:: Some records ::
········

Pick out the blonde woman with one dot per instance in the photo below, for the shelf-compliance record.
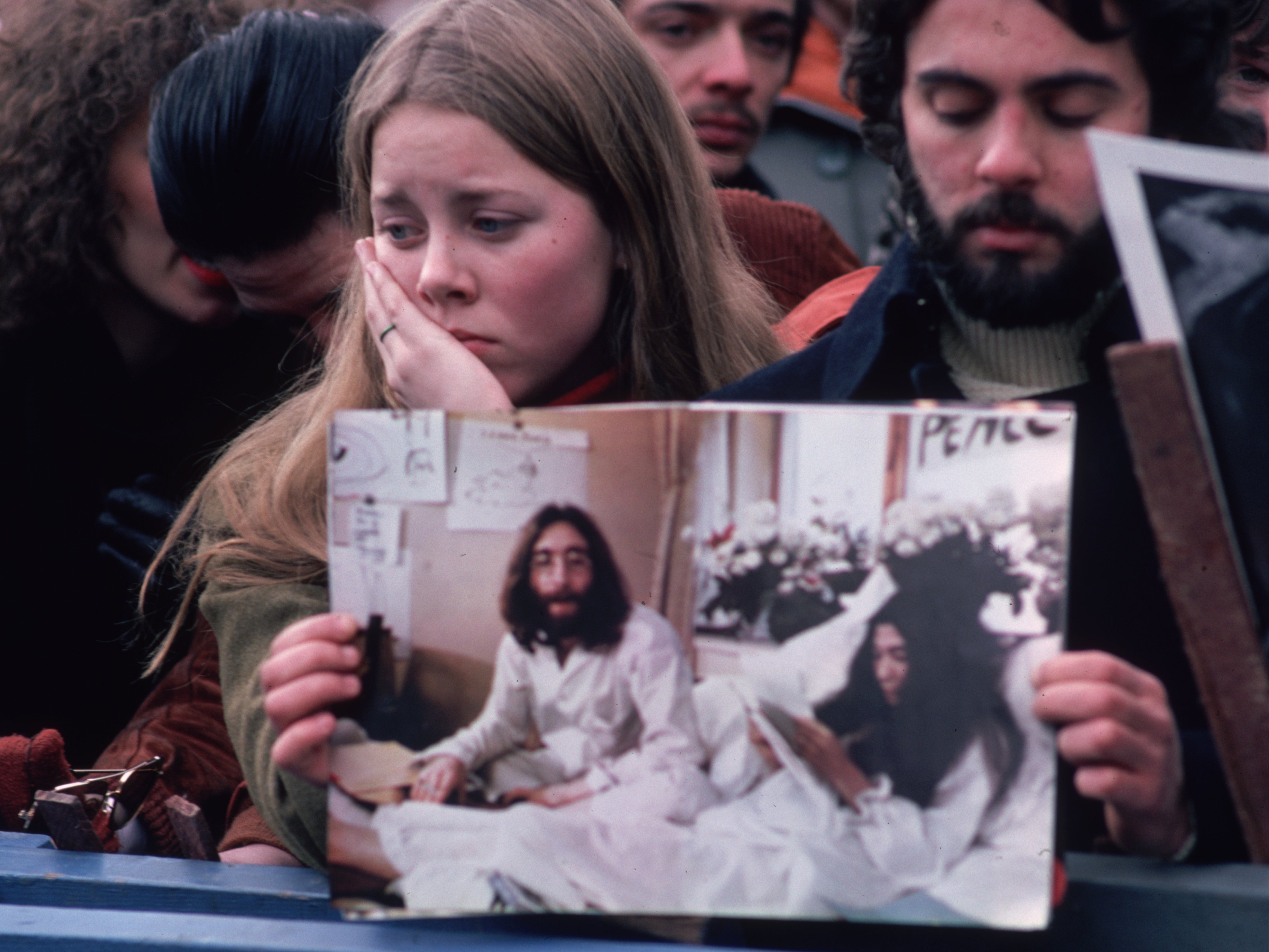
(537, 229)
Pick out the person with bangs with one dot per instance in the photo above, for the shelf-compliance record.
(122, 368)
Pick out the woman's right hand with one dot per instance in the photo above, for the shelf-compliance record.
(312, 667)
(426, 365)
(438, 780)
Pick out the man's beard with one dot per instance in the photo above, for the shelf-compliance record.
(553, 631)
(1002, 295)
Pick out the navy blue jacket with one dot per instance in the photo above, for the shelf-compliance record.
(887, 349)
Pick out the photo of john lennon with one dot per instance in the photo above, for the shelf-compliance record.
(688, 660)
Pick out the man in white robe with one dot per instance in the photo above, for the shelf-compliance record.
(590, 696)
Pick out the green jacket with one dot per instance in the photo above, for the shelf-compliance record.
(245, 622)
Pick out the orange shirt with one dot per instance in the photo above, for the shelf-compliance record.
(818, 77)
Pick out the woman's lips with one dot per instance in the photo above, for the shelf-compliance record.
(474, 343)
(206, 275)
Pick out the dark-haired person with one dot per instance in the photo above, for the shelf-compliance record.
(601, 689)
(726, 61)
(1245, 85)
(117, 360)
(606, 685)
(896, 778)
(1009, 288)
(244, 141)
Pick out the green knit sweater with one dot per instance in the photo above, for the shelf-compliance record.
(245, 622)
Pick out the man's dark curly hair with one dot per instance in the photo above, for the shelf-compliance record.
(1182, 46)
(73, 75)
(604, 608)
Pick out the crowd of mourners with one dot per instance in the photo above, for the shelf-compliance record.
(223, 221)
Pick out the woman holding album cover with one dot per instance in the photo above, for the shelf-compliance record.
(537, 230)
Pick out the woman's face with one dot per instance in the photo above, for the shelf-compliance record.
(144, 253)
(507, 259)
(890, 661)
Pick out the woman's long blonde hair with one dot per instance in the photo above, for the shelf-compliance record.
(570, 88)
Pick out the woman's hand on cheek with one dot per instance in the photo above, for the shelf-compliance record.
(426, 367)
(312, 667)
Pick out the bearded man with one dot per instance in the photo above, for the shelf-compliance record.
(1008, 287)
(589, 692)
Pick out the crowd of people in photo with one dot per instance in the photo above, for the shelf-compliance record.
(223, 221)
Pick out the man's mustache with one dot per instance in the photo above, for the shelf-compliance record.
(1012, 210)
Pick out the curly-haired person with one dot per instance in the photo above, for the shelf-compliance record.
(117, 359)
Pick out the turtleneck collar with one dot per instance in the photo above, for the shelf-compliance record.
(993, 364)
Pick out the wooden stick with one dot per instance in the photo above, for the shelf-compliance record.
(1201, 567)
(68, 822)
(192, 831)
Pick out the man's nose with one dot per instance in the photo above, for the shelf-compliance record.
(442, 277)
(1012, 156)
(729, 70)
(551, 578)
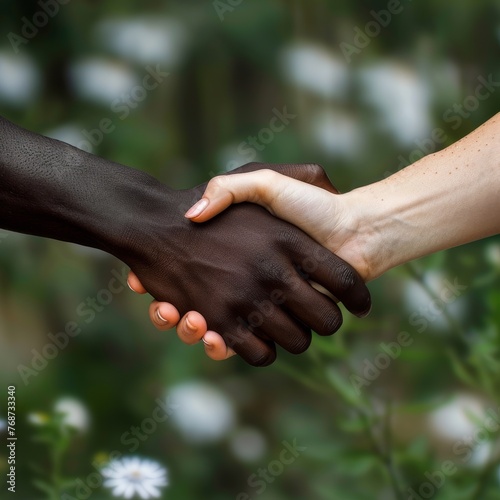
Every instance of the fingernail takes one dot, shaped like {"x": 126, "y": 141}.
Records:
{"x": 366, "y": 313}
{"x": 197, "y": 208}
{"x": 190, "y": 325}
{"x": 161, "y": 318}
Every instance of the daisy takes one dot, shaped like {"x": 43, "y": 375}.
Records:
{"x": 132, "y": 476}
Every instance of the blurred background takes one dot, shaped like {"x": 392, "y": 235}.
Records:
{"x": 403, "y": 404}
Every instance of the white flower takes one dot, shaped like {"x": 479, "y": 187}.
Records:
{"x": 203, "y": 412}
{"x": 336, "y": 133}
{"x": 481, "y": 455}
{"x": 74, "y": 413}
{"x": 144, "y": 40}
{"x": 19, "y": 80}
{"x": 102, "y": 81}
{"x": 134, "y": 476}
{"x": 401, "y": 97}
{"x": 248, "y": 444}
{"x": 458, "y": 419}
{"x": 70, "y": 134}
{"x": 38, "y": 419}
{"x": 316, "y": 69}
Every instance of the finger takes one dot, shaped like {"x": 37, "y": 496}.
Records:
{"x": 215, "y": 347}
{"x": 311, "y": 173}
{"x": 163, "y": 315}
{"x": 191, "y": 328}
{"x": 134, "y": 283}
{"x": 271, "y": 322}
{"x": 334, "y": 274}
{"x": 223, "y": 190}
{"x": 282, "y": 196}
{"x": 252, "y": 349}
{"x": 312, "y": 308}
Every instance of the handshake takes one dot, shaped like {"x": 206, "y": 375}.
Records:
{"x": 257, "y": 276}
{"x": 250, "y": 276}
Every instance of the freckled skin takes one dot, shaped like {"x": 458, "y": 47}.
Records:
{"x": 222, "y": 268}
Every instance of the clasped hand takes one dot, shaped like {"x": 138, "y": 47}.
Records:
{"x": 248, "y": 275}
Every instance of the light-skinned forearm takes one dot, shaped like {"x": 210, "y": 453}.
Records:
{"x": 446, "y": 199}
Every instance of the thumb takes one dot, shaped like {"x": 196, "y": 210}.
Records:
{"x": 259, "y": 187}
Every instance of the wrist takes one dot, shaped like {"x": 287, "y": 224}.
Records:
{"x": 368, "y": 223}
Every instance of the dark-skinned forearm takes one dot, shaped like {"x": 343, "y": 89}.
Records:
{"x": 49, "y": 188}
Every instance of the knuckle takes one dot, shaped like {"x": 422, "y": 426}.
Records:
{"x": 217, "y": 182}
{"x": 347, "y": 277}
{"x": 300, "y": 344}
{"x": 262, "y": 358}
{"x": 330, "y": 322}
{"x": 316, "y": 171}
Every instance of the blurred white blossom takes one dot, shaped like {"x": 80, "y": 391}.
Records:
{"x": 38, "y": 418}
{"x": 135, "y": 477}
{"x": 401, "y": 97}
{"x": 102, "y": 81}
{"x": 74, "y": 413}
{"x": 316, "y": 69}
{"x": 19, "y": 79}
{"x": 248, "y": 444}
{"x": 204, "y": 413}
{"x": 144, "y": 40}
{"x": 457, "y": 419}
{"x": 336, "y": 133}
{"x": 68, "y": 133}
{"x": 481, "y": 455}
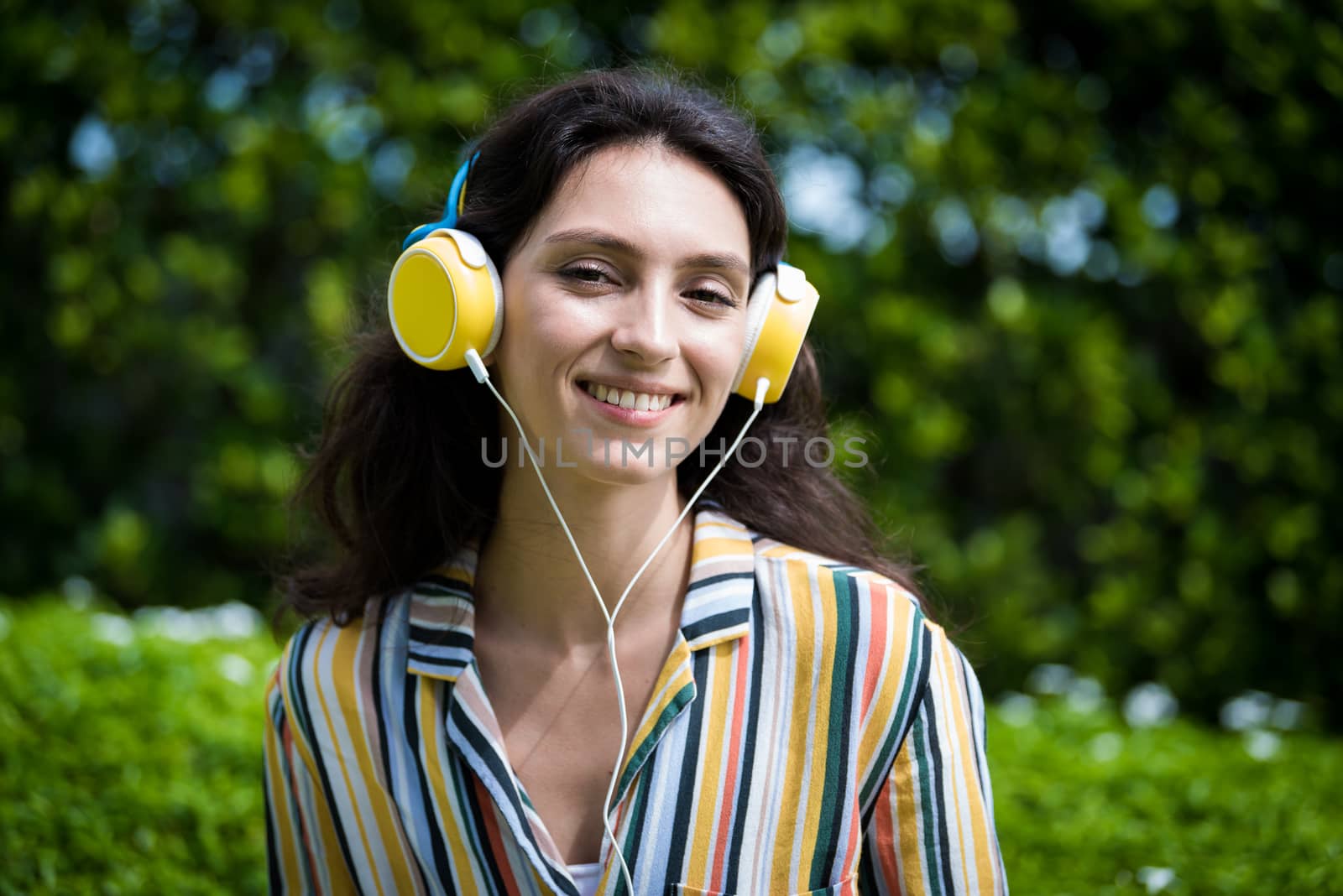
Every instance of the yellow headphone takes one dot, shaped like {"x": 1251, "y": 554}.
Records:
{"x": 445, "y": 297}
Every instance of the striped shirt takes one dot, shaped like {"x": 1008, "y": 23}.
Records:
{"x": 810, "y": 732}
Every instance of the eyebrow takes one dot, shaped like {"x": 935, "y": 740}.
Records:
{"x": 722, "y": 260}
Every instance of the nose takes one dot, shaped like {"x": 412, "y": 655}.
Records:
{"x": 644, "y": 326}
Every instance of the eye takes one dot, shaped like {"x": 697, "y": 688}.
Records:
{"x": 584, "y": 273}
{"x": 713, "y": 297}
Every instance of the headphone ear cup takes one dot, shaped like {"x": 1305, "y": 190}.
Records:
{"x": 778, "y": 317}
{"x": 443, "y": 298}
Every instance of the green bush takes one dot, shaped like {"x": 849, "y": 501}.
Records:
{"x": 131, "y": 763}
{"x": 1080, "y": 266}
{"x": 131, "y": 759}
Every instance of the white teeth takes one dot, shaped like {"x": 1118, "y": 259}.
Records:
{"x": 629, "y": 400}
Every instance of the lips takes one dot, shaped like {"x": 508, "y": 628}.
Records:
{"x": 629, "y": 399}
{"x": 628, "y": 405}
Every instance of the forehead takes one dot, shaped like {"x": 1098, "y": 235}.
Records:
{"x": 651, "y": 196}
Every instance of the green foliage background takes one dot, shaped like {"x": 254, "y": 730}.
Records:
{"x": 1080, "y": 264}
{"x": 131, "y": 763}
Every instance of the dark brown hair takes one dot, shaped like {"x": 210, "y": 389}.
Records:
{"x": 398, "y": 479}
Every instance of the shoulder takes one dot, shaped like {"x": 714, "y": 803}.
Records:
{"x": 326, "y": 665}
{"x": 856, "y": 595}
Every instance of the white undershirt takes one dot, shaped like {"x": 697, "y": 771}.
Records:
{"x": 588, "y": 878}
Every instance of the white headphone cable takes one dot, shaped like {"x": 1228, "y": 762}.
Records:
{"x": 473, "y": 361}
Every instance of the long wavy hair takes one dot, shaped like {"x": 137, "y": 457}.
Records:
{"x": 396, "y": 481}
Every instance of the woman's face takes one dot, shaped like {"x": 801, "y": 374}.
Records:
{"x": 624, "y": 314}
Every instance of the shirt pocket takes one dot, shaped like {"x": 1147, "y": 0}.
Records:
{"x": 848, "y": 887}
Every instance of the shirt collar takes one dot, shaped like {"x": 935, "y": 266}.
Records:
{"x": 718, "y": 600}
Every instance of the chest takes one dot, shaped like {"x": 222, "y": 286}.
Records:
{"x": 562, "y": 732}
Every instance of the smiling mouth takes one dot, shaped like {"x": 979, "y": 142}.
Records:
{"x": 628, "y": 399}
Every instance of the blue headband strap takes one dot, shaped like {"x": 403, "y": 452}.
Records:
{"x": 456, "y": 199}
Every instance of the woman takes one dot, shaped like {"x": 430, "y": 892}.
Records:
{"x": 447, "y": 721}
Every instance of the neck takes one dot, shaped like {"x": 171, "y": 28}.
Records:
{"x": 530, "y": 585}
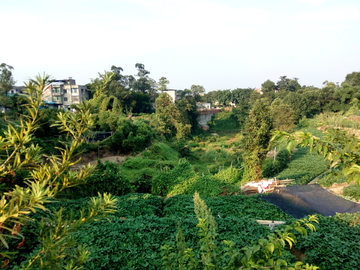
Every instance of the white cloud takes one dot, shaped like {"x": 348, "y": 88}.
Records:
{"x": 313, "y": 2}
{"x": 332, "y": 14}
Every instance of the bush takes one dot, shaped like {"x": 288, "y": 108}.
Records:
{"x": 106, "y": 178}
{"x": 162, "y": 183}
{"x": 304, "y": 167}
{"x": 161, "y": 151}
{"x": 129, "y": 136}
{"x": 273, "y": 167}
{"x": 334, "y": 176}
{"x": 224, "y": 121}
{"x": 352, "y": 191}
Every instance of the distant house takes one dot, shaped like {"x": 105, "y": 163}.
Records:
{"x": 63, "y": 93}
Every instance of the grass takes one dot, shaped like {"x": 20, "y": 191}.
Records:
{"x": 304, "y": 167}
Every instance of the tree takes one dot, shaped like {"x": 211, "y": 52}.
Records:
{"x": 260, "y": 255}
{"x": 268, "y": 88}
{"x": 196, "y": 90}
{"x": 256, "y": 141}
{"x": 47, "y": 178}
{"x": 6, "y": 82}
{"x": 282, "y": 114}
{"x": 353, "y": 79}
{"x": 177, "y": 117}
{"x": 341, "y": 149}
{"x": 286, "y": 84}
{"x": 144, "y": 83}
{"x": 298, "y": 103}
{"x": 162, "y": 84}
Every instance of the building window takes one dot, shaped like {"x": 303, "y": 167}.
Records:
{"x": 75, "y": 99}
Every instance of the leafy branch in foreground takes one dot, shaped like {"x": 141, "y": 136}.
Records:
{"x": 265, "y": 254}
{"x": 340, "y": 148}
{"x": 46, "y": 178}
{"x": 57, "y": 248}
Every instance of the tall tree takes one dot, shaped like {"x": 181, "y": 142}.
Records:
{"x": 144, "y": 83}
{"x": 162, "y": 84}
{"x": 286, "y": 84}
{"x": 256, "y": 141}
{"x": 6, "y": 82}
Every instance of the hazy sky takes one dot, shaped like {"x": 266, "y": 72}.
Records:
{"x": 220, "y": 44}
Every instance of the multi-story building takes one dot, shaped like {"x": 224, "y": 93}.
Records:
{"x": 63, "y": 93}
{"x": 174, "y": 94}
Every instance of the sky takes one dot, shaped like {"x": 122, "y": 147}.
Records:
{"x": 219, "y": 44}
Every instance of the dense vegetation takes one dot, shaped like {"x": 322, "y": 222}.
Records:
{"x": 170, "y": 159}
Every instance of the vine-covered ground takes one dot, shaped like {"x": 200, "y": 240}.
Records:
{"x": 131, "y": 239}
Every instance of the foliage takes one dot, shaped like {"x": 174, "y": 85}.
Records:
{"x": 256, "y": 141}
{"x": 224, "y": 121}
{"x": 57, "y": 249}
{"x": 106, "y": 178}
{"x": 333, "y": 244}
{"x": 283, "y": 115}
{"x": 331, "y": 177}
{"x": 338, "y": 147}
{"x": 46, "y": 180}
{"x": 6, "y": 82}
{"x": 247, "y": 207}
{"x": 264, "y": 253}
{"x": 303, "y": 167}
{"x": 139, "y": 228}
{"x": 274, "y": 167}
{"x": 129, "y": 136}
{"x": 175, "y": 119}
{"x": 352, "y": 191}
{"x": 161, "y": 151}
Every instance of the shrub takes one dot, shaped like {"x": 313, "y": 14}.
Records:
{"x": 129, "y": 136}
{"x": 273, "y": 167}
{"x": 352, "y": 191}
{"x": 161, "y": 151}
{"x": 106, "y": 178}
{"x": 334, "y": 176}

········

:: Aim of the exercise ::
Copy out the lines above, beginning at the line that has "Every instance of the shrub" and ending with the last line, both included. Multiply every x and y coordinate in the answer dots by 2.2 and round to whole numbers, with halves going up, but leave the request line and its format sample unchanged.

:: Reply ::
Every instance of the shrub takes one dot, shaped like {"x": 313, "y": 14}.
Records:
{"x": 284, "y": 299}
{"x": 601, "y": 367}
{"x": 774, "y": 420}
{"x": 354, "y": 332}
{"x": 233, "y": 392}
{"x": 735, "y": 387}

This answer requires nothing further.